### Source extract
——————

Howard Richman, 2/4/2010

On January 31 in the Huffington Post, Kenneth R. Davis urged Arianna Huffington to endorse the Buffett Plan for balancing trade, saying it was long overdue. Under that plan, exporters get Import Certificates (allowing the same amount of imports) that they sell to importers. As a result, the plan subsidizes exports and limits imports, balancing trade.

Davis' claims for the plan's good effects on the US economy were not exaggerated:

The effect of the Buffett Plan would be far greater and longer lasting than the short term fixes that are being debated, like infrastructure repair or one-time hiring tax credits. And the Plan is self-financing from fees for import certificates. There'd be no need for more government deficit spending. Business will expand, jobs grow and our trade deficits and national debt will be gradually eliminated -- all good news for the middle class.

His claims for the plan's effects on world trade were also accurate:

Perhaps best of all, we'd maintain a vibrant, job-producing U.S. market to be shared with all trading nations. Some might see it as a "protectionist" move. But they should recognize it as both prudent for the U.S. and good for the global economy. We would be sharing the U.S. market equally with foreign goods and would be abiding fully with all WTO regulations.

——————

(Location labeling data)

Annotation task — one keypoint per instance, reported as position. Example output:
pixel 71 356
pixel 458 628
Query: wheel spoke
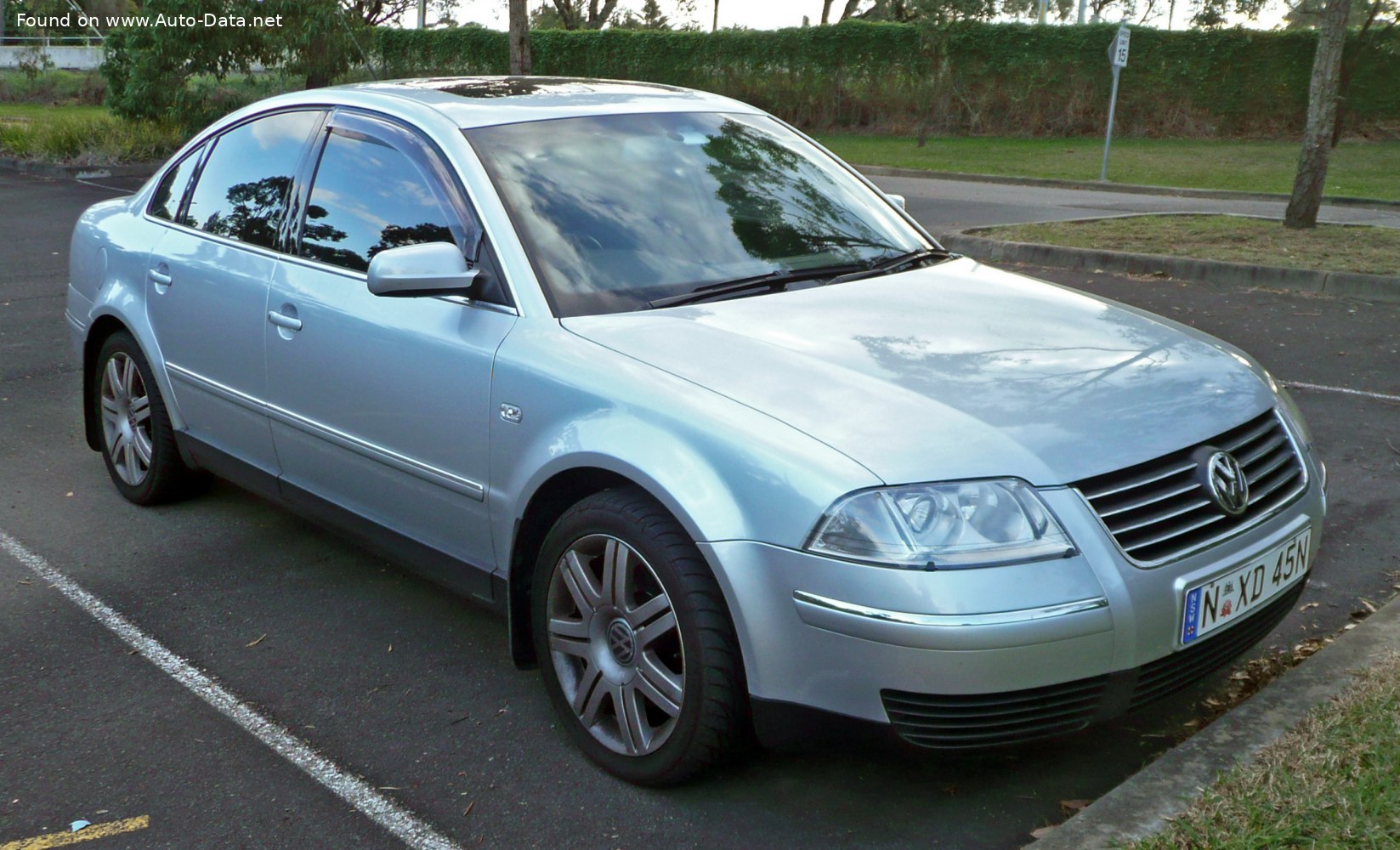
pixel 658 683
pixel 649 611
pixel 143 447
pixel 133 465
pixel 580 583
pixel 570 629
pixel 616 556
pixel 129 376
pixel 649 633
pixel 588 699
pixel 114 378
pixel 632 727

——————

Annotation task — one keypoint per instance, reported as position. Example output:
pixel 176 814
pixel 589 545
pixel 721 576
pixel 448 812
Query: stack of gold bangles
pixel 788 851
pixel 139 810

——————

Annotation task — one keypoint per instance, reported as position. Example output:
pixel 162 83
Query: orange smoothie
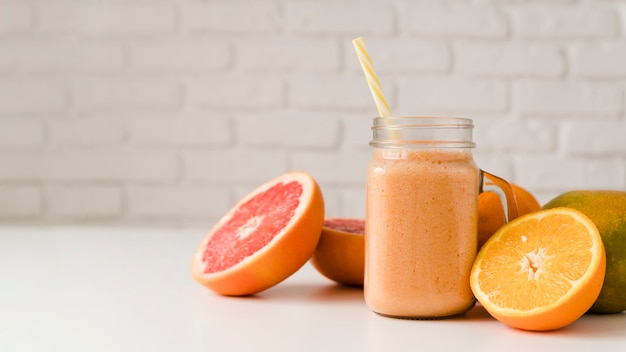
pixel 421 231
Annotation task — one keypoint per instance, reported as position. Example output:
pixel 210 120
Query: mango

——————

### What you will do
1. Translate this sentence from the passage on the Buffett Plan into Spanish: "And the Plan is self-financing from fees for import certificates."
2. Answer these questions from the passage on the Buffett Plan:
(a) In which publication did Kenneth R. Davis urge Arianna Huffington to endorse the plan?
(b) What do exporters receive under the plan?
(c) Which two short-term fixes being debated does Davis compare the plan with?
3. Extend the passage on the Buffett Plan with a further paragraph that picks up after its final sentence.

### Expected answers
1. Y el Plan se autofinancia con las tarifas de los certificados de importación.

2.
(a) The Huffington Post.
(b) Import Certificates, which allow the same amount of imports and which they sell to importers.
(c) Infrastructure repair and one-time hiring tax credits.

3.
After the United States were to establish the plan, we would succeed so well that other trade-deficit countries would follow suit. As a result, the Buffett Plan would end up establishing balanced trade, worldwide, which is the only kind of trade that is sustainable,

Under the current system, the mercantilist countries, including China, sell to the victim countries, including the United States, without buying from them. For example, in 2008 China only bought 25¢ from the United States for every dollar we bought from them. As a result, the victim countries get debt instead of income, leading to inevitable financial crises, such as the one that came to a head in October 2008. These financial crises prevent the continuing expansion of world trade.

However, under the Buffett Plan, world trade is balanced, which means that it can expand forever. The result would be sustainable worldwide prosperity.

However, Davis is wrong about one thing. The Buffett Plan does not comply with the WTO, it makes the WTO irrelevant. If trade is balanced, there is no need for a set of international rules, because when a country subsidizes its exports, it hurts its import-competing industries. And when it keeps out imports, it reduces its exports. Balanced trade is a self-regulating system, making free trade rules irrelevant.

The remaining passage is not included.